== Exercise ==
Exactly reproduce the line that contains "Target: handwritten number on windshield" and all lines after it in the entries below, through the very last line.

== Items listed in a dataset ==
________________________________________

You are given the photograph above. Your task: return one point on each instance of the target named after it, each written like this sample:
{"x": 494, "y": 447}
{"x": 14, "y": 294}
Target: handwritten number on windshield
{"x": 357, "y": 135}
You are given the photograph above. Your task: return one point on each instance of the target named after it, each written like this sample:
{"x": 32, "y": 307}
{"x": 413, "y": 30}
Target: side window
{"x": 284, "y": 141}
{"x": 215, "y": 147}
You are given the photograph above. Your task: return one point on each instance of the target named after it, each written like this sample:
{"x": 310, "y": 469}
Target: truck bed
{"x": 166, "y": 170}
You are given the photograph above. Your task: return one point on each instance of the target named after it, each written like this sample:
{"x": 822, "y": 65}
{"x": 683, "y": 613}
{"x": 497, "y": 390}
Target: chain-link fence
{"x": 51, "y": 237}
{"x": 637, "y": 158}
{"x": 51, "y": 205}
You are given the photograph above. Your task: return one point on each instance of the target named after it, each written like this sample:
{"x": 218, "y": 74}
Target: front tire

________________________________________

== Result below ==
Target: handwritten number on windshield
{"x": 357, "y": 135}
You are given the photograph above. Your task: return one point on each instance of the target named after it, each written like this sample:
{"x": 32, "y": 307}
{"x": 413, "y": 30}
Target: side window
{"x": 284, "y": 141}
{"x": 215, "y": 147}
You are given the photograph above. Your task: return one point on each instance of the target named after it, each written like this sample:
{"x": 310, "y": 469}
Target: truck bed
{"x": 166, "y": 170}
You are given the photograph above. Your task: return one point on each instance of the target named after it, each written like this sample:
{"x": 822, "y": 65}
{"x": 683, "y": 613}
{"x": 497, "y": 390}
Target: chain-link fence
{"x": 51, "y": 237}
{"x": 637, "y": 158}
{"x": 51, "y": 205}
You are given the photograph above. Your task: return one point on each instance of the target named after it, each written like this sample:
{"x": 218, "y": 74}
Target: front tire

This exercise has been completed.